Assignment
Return the run of lines below that opens with the line containing "target | sky" and closes with the line containing "target | uci world cup banner", keeping each one exact.

───── The input ─────

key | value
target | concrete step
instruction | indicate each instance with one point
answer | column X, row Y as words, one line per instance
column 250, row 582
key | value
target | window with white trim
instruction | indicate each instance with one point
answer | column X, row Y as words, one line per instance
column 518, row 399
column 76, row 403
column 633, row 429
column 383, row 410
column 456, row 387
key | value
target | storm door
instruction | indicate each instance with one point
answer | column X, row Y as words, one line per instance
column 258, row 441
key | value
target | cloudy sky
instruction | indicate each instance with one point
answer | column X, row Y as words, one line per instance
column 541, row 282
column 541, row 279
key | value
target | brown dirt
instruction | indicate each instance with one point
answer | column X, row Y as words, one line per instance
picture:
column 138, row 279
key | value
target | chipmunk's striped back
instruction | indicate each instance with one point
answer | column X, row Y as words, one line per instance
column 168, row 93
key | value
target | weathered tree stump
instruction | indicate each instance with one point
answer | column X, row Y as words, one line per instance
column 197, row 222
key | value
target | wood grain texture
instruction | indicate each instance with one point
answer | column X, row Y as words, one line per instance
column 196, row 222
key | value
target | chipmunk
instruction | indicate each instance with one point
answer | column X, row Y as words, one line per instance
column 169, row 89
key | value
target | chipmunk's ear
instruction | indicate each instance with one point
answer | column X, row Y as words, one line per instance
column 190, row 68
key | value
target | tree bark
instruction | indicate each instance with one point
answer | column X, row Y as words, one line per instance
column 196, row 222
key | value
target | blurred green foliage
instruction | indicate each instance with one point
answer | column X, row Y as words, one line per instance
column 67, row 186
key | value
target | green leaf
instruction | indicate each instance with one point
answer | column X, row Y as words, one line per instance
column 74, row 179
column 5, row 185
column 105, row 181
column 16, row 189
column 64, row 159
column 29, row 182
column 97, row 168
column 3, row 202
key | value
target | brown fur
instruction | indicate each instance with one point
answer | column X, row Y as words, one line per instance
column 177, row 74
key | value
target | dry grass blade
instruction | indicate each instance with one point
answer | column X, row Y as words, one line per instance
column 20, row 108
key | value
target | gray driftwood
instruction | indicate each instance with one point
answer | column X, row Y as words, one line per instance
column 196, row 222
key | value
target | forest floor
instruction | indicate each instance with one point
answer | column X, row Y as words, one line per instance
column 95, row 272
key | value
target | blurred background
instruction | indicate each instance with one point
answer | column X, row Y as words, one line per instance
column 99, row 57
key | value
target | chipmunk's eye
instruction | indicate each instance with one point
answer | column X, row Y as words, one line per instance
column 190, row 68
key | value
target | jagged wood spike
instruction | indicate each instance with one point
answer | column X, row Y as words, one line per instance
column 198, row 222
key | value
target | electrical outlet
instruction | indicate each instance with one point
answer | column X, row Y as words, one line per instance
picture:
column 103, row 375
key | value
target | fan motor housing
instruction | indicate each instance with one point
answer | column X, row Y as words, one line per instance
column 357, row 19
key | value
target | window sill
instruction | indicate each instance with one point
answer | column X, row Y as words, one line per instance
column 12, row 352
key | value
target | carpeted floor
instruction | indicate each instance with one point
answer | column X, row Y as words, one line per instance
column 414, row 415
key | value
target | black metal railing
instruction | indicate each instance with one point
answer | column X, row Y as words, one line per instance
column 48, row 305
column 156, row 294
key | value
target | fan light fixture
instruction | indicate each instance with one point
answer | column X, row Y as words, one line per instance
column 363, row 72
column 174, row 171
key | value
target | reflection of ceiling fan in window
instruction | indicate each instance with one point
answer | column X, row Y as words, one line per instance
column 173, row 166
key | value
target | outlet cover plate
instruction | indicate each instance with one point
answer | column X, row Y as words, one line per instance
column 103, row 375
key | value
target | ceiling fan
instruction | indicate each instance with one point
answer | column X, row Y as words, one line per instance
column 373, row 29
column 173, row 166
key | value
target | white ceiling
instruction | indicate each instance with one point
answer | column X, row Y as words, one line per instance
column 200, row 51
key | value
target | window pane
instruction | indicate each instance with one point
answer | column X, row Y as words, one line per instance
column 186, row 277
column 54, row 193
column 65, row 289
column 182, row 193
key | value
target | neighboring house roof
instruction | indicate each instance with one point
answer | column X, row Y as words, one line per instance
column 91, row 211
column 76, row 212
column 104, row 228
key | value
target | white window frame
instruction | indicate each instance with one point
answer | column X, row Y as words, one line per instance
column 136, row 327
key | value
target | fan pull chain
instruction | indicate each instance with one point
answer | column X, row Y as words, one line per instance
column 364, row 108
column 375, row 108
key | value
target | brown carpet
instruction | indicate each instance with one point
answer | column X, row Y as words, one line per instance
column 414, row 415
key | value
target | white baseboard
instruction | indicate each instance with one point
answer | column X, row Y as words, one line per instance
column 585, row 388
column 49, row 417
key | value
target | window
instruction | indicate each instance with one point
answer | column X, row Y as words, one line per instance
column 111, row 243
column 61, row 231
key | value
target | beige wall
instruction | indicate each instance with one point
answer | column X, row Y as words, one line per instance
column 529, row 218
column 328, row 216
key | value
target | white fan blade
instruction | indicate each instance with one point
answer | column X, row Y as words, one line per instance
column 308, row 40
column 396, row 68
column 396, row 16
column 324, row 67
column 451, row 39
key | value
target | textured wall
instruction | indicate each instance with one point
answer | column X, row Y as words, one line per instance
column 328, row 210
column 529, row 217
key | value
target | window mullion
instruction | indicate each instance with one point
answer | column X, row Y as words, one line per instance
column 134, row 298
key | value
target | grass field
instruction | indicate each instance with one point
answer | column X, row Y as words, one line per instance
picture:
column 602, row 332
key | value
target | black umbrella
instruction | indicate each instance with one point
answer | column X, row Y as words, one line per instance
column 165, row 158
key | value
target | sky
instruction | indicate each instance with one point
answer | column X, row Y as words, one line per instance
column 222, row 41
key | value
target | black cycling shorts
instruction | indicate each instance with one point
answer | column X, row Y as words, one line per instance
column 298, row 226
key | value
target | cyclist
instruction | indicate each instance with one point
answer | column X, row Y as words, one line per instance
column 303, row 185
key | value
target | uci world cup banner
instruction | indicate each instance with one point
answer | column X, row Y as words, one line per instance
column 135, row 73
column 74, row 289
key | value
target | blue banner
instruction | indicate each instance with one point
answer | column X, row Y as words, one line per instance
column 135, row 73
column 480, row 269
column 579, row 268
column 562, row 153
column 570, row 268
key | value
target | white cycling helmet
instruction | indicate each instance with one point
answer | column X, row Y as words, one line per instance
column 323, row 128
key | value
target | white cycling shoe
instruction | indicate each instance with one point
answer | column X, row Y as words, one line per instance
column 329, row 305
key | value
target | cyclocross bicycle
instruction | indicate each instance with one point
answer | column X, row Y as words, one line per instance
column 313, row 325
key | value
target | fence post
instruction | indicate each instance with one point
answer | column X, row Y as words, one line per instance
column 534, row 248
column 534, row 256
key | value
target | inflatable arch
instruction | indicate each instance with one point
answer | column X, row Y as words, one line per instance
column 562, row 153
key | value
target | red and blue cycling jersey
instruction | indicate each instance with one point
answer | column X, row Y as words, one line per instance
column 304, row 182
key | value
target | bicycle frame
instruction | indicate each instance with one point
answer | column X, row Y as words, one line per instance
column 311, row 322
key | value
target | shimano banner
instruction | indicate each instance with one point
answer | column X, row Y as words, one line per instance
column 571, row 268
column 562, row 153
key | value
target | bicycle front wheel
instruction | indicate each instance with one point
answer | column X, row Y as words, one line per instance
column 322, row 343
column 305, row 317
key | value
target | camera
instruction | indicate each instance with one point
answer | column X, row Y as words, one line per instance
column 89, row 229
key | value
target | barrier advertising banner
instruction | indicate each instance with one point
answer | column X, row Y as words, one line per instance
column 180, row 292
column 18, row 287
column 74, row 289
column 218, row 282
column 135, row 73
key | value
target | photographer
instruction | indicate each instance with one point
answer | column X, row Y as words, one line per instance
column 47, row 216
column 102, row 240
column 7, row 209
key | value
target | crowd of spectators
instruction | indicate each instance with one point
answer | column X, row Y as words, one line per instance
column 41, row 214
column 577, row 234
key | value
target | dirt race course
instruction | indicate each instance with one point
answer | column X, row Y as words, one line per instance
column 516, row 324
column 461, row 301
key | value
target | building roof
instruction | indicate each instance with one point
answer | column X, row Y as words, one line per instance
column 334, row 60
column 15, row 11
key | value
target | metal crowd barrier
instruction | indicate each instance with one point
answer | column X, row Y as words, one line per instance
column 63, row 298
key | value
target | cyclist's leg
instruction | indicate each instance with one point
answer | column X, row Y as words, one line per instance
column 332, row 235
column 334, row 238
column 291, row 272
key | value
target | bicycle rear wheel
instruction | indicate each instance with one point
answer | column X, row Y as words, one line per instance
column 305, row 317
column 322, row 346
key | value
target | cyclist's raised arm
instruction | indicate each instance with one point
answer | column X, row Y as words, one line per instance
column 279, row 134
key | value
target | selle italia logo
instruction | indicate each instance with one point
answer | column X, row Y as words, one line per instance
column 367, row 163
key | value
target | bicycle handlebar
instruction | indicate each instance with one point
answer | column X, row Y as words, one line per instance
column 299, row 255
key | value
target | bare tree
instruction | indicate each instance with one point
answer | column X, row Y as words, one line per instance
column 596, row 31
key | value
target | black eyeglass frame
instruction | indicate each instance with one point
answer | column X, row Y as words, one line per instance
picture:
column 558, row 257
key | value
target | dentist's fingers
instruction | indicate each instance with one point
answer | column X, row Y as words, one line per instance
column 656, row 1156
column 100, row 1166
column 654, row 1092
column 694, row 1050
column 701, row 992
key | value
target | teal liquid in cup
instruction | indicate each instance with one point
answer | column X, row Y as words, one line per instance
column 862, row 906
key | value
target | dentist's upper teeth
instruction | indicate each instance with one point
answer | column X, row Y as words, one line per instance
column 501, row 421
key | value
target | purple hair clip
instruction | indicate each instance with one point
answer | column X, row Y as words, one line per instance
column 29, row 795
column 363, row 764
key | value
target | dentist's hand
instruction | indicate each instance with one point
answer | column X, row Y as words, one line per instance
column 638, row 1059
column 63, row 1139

─────

Solution to this task
target | sky
instruction | indicate each instance with one point
answer | column X, row Y as words, one line per instance
column 222, row 41
key | value
target | black cycling shorts
instruction | indicate each instance with one point
answer | column X, row Y as words, one line per instance
column 298, row 226
key | value
target | cyclist
instruction | indicate each instance with one point
answer | column X, row Y as words, one line per instance
column 303, row 185
key | value
target | uci world cup banner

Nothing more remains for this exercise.